Document segment:

################

PMax has a relentless performance focus, but there is also a lot of low-quality “spam” inventory mixed in. Placement reports often show YouTube, Display, and search partner placements that advertisers aren’t thrilled about. My biggest criticism of PMax remains the traffic quality; it works on average, but it could work better if we could trim the fat.

Demand Gen — Discovery and Consideration
Demand Gen is a mid-funnel campaign type and the successor to Discover campaigns. Discover ads could never really scale, and Google was eager to sell more YouTube ads and monetize YouTube Shorts. Modern Demand Gen campaigns are roughly two-thirds YouTube, one-quarter Discover, and a small amount of other cross-network placements.

Its role is discovery, consideration, and feeding the funnel. I like that it’s highly customizable; you can do channel targeting for things like YouTube Shorts-only or Gmail-only campaigns. However, I feel its reach quality is decreasing over time as the Display Network is being included more often.

AI Max for Search — Expansion
AI Max is the newest and least mature technology. While PMax’s goal is finding conversions and Demand Gen’s is nurturing, AI Max is expansionary. Its job is to take your search campaigns and find traffic or incremental conversions you might be missing.

It offers high transparency and customization, but it can be aggressively expansionary. AI is not strategic; it doesn’t know what it doesn’t know. In a mature search build, AI Max might look in strange places because you are already covering the likely ones. I’ve heard examples of AI Max bidding on competitor terms where you might have had a strategic reason not to be there. It also tends to scale heavily into the search partner network or brand traffic. You need to put guardrails in place.

Tying it All Together — The Funnel View
Imagine a classic marketing funnel:

  • Top of the funnel: Google’s display and video inventory. YouTube is increasingly important as Google believes the open web is dying.
  • Mid-funnel: Demand Gen.
  • Bottom of the funnel: PMax.
  • Expansion layer: The radiating circle at the bottom is AI Max for Search, reaching beyond existing boundaries.

This presents a coherent view, but the reality is much more conflicted. There are huge amounts of redundancy and overlap in ad inventory and technological features. I am skeptical that there isn’t cannibalization or self-competition occurring.

Feature Duplication
An example of triplication is “Dynamic Search” technology. Dynamic Search Ads (DSA) have been around for years, automatically generating headlines and selecting landing pages. Inside PMax, this is called “Final URL Expansion.” Inside AI Max, it is called “Text URL Optimization”. We have the same technology three times under different names. Dynamic Search Ads will likely go away because they aren’t part of the “protected” PowerPack. Running all three creates a risk of them competing with each other rather than finding incremental gains.

################

Copy the passage on Google Ads campaign types word for word, from "AI Max for Search —" to "guardrails in place.". The records that follow were drawn from a separate source and are unrelated to the passage on Google Ads campaign types.

################

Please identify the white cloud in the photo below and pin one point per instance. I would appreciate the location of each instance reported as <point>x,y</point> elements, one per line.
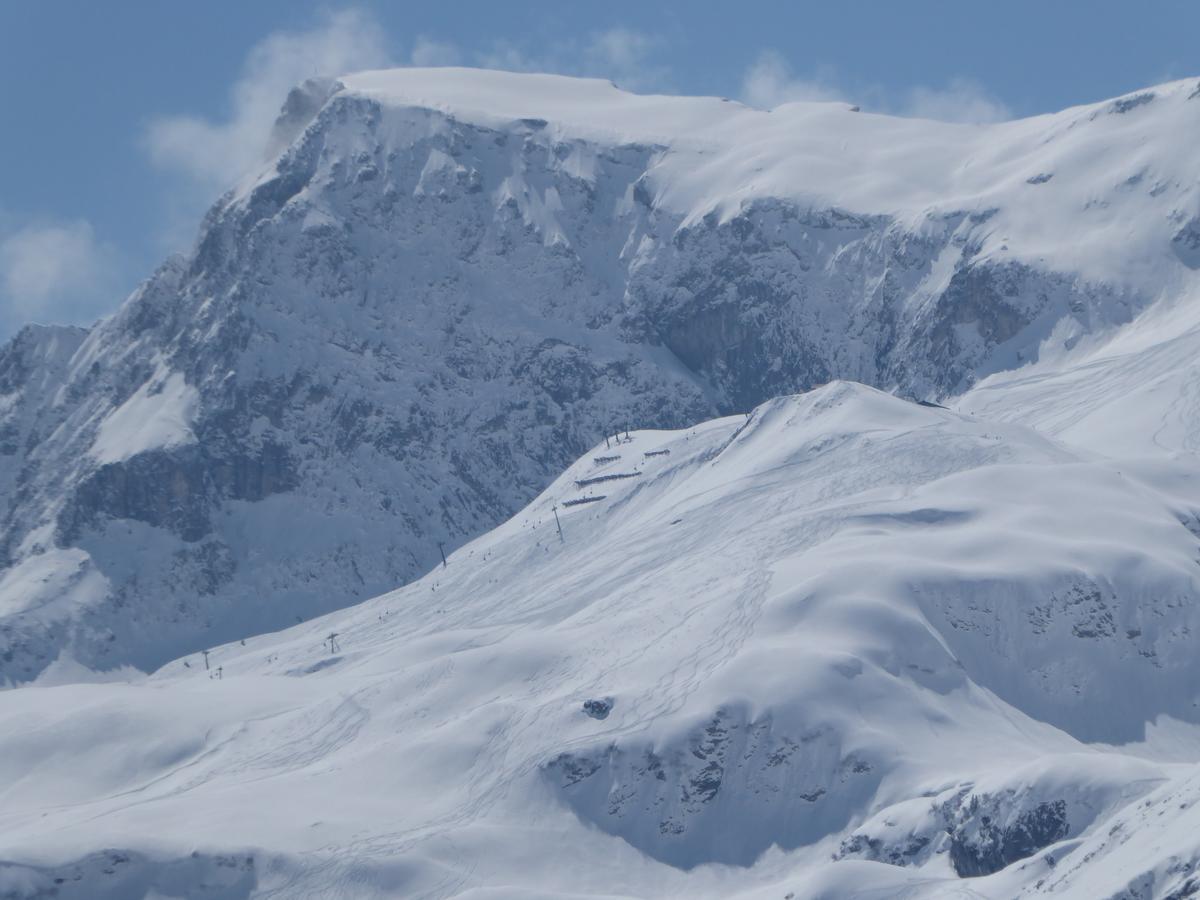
<point>621,54</point>
<point>960,101</point>
<point>769,82</point>
<point>216,153</point>
<point>427,52</point>
<point>625,57</point>
<point>54,273</point>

################

Result below:
AI Max for Search — Expansion
AI Max is the newest and least mature technology. While PMax’s goal is finding conversions and Demand Gen’s is nurturing, AI Max is expansionary. Its job is to take your search campaigns and find traffic or incremental conversions you might be missing.

It offers high transparency and customization, but it can be aggressively expansionary. AI is not strategic; it doesn’t know what it doesn’t know. In a mature search build, AI Max might look in strange places because you are already covering the likely ones. I’ve heard examples of AI Max bidding on competitor terms where you might have had a strategic reason not to be there. It also tends to scale heavily into the search partner network or brand traffic. You need to put guardrails in place.